::: DOCUMENT EXCERPT :::

Nothing
require(numDeriv)
require(parallel)
require(bigstatsr)
require(bigparallelr)
require(MASS)
.sysinfo <- Sys.info()
.OS <- .sysinfo[['sysname']]
.mc1.cores = getOption("mc.cores", 2L)
if(.OS == "Windows"){
.mc1.cores = 1L
}
bigparallelr::set_blas_ncores(nb_cores())
.mcsapply<-function (X, FUN, ..., simplify = TRUE, USE.NAMES = TRUE, mc.preschedule = TRUE,
mc.set.seed = TRUE, mc.silent = FALSE, mc.cores = .mc1.cores,
mc.cleanup = TRUE, mc.allow.recursive = TRUE, affinity.list = NULL )
{
answer <- mclapply(X = X, FUN = FUN, ...,mc.preschedule = mc.preschedule,
mc.set.seed = mc.set.seed, mc.silent = mc.silent, mc.cores = mc.cores,
mc.cleanup = mc.cleanup, mc.allow.recursive = mc.allow.recursive, affinity.list = affinity.list)
if (USE.NAMES && is.character(X) && is.null(names(answer)))
names(answer) <- X
if (!isFALSE(simplify) && length(answer))
simplify2array(answer, higher = (simplify == "array"))
else answer
}
.big_fat_svd <- function(x,xxt=NULL){
# Compute t(x) * x
if(is.null(xxt)){
x <- big_transpose(x)
xxt <- big_crossprodSelf(x, big_scale(center = FALSE, scale = FALSE))
}
# Get v and d where a = u * d * t(v) the SVD of a
v <- FBM(ncol(x), ncol(x))
eig <- eigen(xxt[]+diag(1E-6,ncol(x)))
v[] <- eig$vectors
d <- sqrt(eig$values)
# Get u, it will be of the same size of x
# so that I store it as a FBM.

:::

**INSTRUCTION A**: Locate every line in the listing that contains the string "grass", and copy each such line. The match is case-sensitive.
The listing that follows has no connection to the R code.

::: LISTED ENTRIES :::

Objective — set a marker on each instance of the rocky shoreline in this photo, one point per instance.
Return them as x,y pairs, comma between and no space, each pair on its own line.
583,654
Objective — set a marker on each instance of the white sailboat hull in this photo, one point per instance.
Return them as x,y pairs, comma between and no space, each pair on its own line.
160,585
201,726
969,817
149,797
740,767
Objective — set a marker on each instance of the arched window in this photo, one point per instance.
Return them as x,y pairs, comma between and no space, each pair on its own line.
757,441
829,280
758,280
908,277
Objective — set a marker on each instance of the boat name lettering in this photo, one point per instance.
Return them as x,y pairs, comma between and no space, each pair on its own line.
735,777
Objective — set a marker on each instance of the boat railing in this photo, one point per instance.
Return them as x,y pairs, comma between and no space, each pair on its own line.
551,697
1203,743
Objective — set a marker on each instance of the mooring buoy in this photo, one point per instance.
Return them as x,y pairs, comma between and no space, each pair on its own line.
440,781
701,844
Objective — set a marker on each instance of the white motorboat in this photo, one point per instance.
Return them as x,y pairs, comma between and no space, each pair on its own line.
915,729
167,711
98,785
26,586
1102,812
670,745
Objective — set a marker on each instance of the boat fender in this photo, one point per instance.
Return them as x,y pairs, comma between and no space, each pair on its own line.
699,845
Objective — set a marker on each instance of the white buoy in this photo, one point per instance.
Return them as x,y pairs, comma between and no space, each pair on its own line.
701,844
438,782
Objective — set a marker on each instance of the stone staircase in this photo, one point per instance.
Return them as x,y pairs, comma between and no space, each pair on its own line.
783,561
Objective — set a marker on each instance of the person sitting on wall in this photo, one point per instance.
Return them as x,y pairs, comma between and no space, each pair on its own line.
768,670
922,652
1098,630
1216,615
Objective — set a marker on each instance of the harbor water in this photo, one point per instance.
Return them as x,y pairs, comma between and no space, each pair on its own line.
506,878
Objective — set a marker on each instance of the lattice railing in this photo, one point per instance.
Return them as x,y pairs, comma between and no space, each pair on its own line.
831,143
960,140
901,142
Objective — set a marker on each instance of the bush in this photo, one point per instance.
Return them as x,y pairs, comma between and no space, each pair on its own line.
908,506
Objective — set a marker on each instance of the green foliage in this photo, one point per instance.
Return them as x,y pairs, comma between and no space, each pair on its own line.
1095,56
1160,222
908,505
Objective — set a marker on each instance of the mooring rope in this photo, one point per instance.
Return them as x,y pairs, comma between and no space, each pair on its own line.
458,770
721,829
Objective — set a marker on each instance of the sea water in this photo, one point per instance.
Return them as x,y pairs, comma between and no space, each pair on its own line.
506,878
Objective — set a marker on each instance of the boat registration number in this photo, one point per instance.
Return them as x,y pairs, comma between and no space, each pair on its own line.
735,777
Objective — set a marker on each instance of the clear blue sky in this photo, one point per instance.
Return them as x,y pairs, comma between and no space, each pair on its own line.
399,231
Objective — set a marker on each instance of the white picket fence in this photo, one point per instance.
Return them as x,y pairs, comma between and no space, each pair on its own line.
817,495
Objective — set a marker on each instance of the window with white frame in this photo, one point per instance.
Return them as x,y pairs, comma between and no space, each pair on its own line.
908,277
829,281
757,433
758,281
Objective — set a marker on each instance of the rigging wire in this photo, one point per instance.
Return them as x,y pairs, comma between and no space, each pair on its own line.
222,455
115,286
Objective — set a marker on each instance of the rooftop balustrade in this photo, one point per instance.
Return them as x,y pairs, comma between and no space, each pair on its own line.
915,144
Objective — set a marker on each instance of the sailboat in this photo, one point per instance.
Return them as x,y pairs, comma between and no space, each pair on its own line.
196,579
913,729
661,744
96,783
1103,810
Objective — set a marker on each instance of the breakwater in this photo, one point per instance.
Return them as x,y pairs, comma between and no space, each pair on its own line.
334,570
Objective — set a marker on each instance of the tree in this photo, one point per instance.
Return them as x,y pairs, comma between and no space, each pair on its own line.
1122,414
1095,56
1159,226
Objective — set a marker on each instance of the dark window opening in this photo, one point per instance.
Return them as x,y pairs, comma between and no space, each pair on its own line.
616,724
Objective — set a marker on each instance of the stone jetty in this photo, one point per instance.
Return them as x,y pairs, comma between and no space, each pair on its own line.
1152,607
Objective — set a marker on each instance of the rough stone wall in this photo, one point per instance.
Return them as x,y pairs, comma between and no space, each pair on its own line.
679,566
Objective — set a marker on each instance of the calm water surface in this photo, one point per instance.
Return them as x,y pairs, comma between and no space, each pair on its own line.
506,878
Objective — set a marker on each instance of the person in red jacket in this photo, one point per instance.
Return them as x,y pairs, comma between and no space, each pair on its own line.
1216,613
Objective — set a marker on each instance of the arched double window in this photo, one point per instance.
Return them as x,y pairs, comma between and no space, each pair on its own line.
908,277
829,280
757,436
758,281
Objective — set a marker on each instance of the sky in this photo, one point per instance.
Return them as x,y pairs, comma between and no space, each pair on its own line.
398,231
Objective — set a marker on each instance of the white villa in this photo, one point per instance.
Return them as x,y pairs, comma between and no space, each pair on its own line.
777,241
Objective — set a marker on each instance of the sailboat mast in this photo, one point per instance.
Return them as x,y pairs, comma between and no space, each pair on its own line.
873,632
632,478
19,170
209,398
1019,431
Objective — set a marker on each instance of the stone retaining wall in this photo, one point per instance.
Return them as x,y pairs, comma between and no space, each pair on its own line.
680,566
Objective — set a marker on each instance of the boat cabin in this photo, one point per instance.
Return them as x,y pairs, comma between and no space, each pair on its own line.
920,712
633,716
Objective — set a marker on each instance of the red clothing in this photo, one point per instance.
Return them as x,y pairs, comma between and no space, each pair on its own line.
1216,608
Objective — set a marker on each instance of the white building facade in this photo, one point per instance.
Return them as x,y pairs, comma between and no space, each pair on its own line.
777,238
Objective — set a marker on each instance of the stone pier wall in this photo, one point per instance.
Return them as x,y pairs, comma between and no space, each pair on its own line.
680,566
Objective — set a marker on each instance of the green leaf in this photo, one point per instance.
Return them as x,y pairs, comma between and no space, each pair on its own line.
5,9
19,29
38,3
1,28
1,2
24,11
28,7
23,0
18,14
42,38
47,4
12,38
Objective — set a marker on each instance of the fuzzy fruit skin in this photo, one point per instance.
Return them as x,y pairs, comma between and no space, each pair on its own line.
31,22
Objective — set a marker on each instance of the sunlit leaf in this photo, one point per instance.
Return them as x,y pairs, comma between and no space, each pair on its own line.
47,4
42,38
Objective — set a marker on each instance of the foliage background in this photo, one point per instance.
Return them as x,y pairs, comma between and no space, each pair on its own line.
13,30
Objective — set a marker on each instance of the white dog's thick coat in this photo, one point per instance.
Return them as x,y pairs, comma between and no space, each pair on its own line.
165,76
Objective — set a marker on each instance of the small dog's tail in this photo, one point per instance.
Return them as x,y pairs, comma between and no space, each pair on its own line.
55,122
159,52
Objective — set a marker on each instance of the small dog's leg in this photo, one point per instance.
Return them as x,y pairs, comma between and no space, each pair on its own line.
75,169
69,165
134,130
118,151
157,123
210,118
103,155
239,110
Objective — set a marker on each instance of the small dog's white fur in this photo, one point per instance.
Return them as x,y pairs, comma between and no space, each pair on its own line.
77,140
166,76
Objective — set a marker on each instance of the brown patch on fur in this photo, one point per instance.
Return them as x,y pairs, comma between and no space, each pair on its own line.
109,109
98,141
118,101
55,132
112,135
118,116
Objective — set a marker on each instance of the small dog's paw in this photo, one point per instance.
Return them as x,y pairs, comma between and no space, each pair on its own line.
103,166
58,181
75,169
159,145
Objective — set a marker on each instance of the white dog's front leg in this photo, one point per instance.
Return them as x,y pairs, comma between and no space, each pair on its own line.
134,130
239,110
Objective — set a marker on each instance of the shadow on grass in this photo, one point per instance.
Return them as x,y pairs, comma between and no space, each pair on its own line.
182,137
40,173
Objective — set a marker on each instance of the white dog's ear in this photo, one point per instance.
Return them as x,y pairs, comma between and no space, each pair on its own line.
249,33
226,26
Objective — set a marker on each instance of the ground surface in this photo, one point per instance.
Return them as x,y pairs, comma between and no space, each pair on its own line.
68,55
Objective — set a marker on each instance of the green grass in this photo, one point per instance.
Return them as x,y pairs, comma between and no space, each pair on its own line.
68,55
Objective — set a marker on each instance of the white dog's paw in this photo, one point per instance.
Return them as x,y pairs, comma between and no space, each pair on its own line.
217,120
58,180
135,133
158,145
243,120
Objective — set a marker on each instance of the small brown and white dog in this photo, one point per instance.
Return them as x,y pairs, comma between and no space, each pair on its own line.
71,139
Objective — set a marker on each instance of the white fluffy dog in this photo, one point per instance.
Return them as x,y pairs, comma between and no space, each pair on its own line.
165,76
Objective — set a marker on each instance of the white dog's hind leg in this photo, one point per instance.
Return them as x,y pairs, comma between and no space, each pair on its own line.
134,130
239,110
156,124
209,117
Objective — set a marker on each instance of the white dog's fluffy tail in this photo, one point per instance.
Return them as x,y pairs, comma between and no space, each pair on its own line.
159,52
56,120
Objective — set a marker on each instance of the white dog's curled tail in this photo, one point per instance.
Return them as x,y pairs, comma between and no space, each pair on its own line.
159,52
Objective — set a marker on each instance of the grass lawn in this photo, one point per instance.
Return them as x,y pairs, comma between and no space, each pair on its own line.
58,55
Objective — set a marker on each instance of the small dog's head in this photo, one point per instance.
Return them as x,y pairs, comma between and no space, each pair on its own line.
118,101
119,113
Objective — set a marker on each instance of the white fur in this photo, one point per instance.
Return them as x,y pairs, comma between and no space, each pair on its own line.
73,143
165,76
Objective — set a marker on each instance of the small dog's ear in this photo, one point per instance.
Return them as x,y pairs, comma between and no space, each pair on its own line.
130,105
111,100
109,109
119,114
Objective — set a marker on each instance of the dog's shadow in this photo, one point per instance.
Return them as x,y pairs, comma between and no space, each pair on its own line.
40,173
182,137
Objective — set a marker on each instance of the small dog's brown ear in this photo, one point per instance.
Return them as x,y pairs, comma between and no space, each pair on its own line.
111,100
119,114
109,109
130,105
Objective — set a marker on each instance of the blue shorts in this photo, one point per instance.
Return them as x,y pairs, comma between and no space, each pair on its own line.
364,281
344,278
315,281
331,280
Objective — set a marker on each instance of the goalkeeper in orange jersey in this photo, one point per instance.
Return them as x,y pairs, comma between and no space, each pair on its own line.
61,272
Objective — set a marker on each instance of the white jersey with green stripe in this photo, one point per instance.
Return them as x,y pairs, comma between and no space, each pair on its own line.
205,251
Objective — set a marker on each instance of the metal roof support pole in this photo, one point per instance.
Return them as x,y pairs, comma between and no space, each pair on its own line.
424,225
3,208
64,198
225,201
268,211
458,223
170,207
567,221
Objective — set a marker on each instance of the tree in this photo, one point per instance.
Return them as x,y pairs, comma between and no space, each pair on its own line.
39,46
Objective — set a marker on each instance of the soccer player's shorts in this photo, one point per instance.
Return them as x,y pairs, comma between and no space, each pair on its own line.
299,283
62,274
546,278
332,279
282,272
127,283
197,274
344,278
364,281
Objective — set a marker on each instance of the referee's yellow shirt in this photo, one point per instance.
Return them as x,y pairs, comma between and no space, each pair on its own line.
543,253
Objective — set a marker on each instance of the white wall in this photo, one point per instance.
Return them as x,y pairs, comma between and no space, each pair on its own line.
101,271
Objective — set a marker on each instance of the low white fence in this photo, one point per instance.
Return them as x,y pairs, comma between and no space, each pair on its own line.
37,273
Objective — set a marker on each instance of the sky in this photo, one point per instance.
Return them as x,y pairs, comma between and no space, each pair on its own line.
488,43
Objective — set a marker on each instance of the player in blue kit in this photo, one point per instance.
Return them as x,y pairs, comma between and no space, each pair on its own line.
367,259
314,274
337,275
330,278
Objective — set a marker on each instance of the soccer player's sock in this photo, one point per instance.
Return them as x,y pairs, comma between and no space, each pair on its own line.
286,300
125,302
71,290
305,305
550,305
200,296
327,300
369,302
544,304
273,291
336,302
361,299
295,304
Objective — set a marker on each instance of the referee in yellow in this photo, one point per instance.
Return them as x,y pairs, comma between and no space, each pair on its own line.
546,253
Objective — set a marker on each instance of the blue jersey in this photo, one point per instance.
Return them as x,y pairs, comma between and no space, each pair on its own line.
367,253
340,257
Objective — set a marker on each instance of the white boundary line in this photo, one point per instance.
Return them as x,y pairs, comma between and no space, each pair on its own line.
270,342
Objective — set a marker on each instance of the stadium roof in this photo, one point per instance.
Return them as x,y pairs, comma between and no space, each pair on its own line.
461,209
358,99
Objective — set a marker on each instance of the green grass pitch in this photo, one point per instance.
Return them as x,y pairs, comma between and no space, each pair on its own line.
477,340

:::

**INSTRUCTION B**: Print the part of the R code starting with "else answer" and going on through "eig <- eigen(xxt[]+diag(1E-6,ncol(x)))".

**CORRECT RESPONSE A**:
Objective — set a marker on each instance of the shadow on grass in this photo, one point per instance.
Objective — set a marker on each instance of the green grass in this photo, one point per instance.
Objective — set a marker on each instance of the grass lawn in this photo, one point per instance.
Objective — set a marker on each instance of the green grass pitch in this photo, one point per instance.

**CORRECT RESPONSE B**:
else answer
}
.big_fat_svd <- function(x,xxt=NULL){
# Compute t(x) * x
if(is.null(xxt)){
x <- big_transpose(x)
xxt <- big_crossprodSelf(x, big_scale(center = FALSE, scale = FALSE))
}
# Get v and d where a = u * d * t(v) the SVD of a
v <- FBM(ncol(x), ncol(x))
eig <- eigen(xxt[]+diag(1E-6,ncol(x)))